Output all entries below exactly as they are given.

Natural-language object grounding data
──────────
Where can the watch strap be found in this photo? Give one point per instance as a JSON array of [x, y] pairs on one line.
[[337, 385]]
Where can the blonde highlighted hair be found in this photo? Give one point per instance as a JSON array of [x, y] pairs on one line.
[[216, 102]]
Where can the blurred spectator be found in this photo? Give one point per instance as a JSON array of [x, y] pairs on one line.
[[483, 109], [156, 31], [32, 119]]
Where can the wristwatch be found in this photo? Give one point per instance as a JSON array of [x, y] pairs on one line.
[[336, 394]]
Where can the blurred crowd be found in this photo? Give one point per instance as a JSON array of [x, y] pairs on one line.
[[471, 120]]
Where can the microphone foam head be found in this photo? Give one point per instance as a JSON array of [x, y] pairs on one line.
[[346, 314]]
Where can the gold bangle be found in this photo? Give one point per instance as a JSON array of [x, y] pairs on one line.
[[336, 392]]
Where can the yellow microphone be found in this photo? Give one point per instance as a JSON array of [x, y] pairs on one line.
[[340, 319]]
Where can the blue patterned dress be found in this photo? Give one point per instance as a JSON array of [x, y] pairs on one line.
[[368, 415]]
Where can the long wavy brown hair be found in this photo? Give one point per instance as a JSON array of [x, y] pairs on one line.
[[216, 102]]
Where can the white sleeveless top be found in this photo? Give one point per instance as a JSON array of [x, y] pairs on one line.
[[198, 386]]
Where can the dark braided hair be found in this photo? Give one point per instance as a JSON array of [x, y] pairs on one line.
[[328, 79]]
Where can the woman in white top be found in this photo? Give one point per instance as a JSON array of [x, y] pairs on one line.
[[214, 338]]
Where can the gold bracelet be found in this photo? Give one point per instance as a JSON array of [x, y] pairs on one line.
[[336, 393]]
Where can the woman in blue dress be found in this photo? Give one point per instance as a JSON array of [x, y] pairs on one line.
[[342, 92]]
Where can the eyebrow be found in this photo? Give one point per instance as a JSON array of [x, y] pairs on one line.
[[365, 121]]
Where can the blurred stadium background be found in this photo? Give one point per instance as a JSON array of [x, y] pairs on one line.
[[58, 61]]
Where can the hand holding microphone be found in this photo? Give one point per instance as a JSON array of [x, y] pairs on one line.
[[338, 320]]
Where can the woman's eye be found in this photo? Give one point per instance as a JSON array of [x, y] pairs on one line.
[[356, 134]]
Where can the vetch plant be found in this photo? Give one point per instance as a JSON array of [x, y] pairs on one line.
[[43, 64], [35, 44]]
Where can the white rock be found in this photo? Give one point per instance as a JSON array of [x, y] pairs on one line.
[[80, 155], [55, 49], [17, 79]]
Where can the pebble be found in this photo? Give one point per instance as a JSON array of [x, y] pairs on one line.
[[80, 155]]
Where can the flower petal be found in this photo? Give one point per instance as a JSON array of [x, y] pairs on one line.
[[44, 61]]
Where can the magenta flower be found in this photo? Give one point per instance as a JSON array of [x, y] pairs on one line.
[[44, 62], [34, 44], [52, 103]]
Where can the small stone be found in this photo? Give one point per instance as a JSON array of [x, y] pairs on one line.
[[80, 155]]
──────────
Response to this exercise:
Where can the watch strap be found in this photo? Give one point per instance as a JSON array of [x, y] pairs on one line.
[[337, 385]]
Where can the blonde highlighted hair be found in this photo? Give one point per instance as a JSON array of [x, y] pairs on one line.
[[216, 102]]
Where can the blurred spectator be found in this photo? Give one point per instance as a JSON array of [x, y] pairs on one line.
[[483, 109], [156, 31], [32, 119]]
Where can the wristwatch be found in this photo? Give one point per instance as a JSON array of [x, y] pairs on one line.
[[336, 394]]
Where can the blurred crowd be found in this photo? Give one point per instance as a JSON array of [x, y] pairs on one line.
[[471, 120]]
Where can the microphone foam head be found in this photo? Give one point per instance as a JSON array of [x, y] pairs on one line.
[[346, 314]]
Where can the gold bangle be found in this photo? Give one point per instance as a JSON array of [x, y] pairs on one line.
[[336, 392]]
Where can the yellow microphone be found in this photo? Give one point per instance as a JSON array of [x, y] pairs on one line.
[[340, 319]]
Where can the blue patterned dress be found in this photo? Give one point per instance as a JSON array of [x, y] pairs on one line.
[[368, 415]]
Where can the long wavy brown hair be found in this photo? Give one point per instance as a JSON array of [x, y] pairs on one line.
[[216, 102]]
Where can the white sleeveless top be found in this photo? Give one point per instance as a JSON array of [x, y] pairs on one line.
[[198, 386]]
Where can the dark braided hair be found in this photo? Give one point per instance as a JSON array of [x, y] pairs on one line.
[[328, 79]]
Where can the woman in white top be found in this photo? Give one point per instance as a JSON array of [x, y] pairs on one line.
[[214, 338]]
Where can the gold bracelet be found in this photo? Give one point per instance as a JSON array of [x, y] pairs on one line.
[[336, 393]]
Where can the woman in blue dress be found in this photo? Give one point per instance as a JSON array of [x, y] pairs on one line.
[[342, 92]]
Where can the eyebrow be found in this photo? Give one point per instance as a JSON array of [x, y] pairs on one line.
[[365, 121]]
Where can the blurred stadium background be found in this photo? Give one point per instance as a JSON array of [x, y] pairs on one line.
[[58, 61]]
Where can the hand holding microphone be found in this photo? Give one point per instance as a JSON array of [x, y] pairs on one line.
[[338, 320]]
Where can the woman's eye be found in this photo? Give one point per instance as a JSON array of [x, y] pairs on one line.
[[356, 134]]
Where can the vetch plant be found in this photo? Give one point per instance as a JSON array of [x, y] pairs on one line.
[[43, 64], [35, 44]]
Where can the white rock be found in this photo? Give one point per instance as a JSON array of [x, y] pairs on one line.
[[80, 155], [55, 49], [17, 79]]
Where can the pebble be found in this photo? Give one point per instance as a JSON array of [x, y] pairs on one line.
[[80, 155]]
Where can the flower petal be found in this photo? Give one point per instance as a JSON array of [x, y] pairs on one line.
[[44, 61]]
Where can the magenta flower be found in this photo? Give one point per instance as a JSON array of [x, y] pairs on one line.
[[44, 62], [34, 44], [52, 103]]
Where can the small stone be found in this photo? Give one point per instance as a JSON array of [x, y] pairs on one line.
[[80, 155]]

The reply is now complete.